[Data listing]

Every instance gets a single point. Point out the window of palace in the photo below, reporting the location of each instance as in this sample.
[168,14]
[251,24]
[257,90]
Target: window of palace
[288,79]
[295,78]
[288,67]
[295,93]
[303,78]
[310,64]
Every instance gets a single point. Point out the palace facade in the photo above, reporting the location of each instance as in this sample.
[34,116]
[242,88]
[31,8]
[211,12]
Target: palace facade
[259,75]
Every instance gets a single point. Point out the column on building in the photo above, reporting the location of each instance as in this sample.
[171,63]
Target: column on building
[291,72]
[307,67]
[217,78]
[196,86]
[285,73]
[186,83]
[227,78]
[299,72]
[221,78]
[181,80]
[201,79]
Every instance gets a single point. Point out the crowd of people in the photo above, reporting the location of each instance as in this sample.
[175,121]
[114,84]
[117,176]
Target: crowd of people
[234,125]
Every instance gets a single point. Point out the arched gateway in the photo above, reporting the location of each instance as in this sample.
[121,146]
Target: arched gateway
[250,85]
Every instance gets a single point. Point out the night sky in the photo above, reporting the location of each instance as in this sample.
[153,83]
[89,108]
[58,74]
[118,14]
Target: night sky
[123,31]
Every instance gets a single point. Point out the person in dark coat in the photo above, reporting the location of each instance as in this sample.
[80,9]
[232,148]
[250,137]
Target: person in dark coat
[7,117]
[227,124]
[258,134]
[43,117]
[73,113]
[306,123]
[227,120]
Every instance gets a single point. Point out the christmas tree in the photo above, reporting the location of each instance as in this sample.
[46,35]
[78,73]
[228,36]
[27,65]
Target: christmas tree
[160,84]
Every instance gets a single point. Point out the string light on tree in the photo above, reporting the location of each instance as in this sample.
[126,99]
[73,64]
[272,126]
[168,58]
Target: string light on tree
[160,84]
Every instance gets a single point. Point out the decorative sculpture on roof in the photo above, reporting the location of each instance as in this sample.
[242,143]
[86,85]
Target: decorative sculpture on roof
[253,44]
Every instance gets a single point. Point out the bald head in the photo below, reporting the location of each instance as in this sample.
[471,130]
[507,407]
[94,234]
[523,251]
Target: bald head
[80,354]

**What you will do:** Render the lines of the material as a numbered list, leaving out any blank lines, starting with the line that contains "Every instance gets a single point. Point out the decorative" and continuing through the end of the material.

**Answer to this task:**
1. Every instance gets a single point. Point out the decorative sculpture on roof in the photo above, reporting the location of each instance as in this sample.
2. [242,143]
3. [86,85]
4. Target: decorative sculpture on roof
5. [253,44]
6. Every instance gets a single point. Point out the bald head in the photo below, reporting the location of each instance as in this sample.
7. [471,130]
8. [507,407]
9. [94,234]
10. [523,251]
11. Target: bald head
12. [80,354]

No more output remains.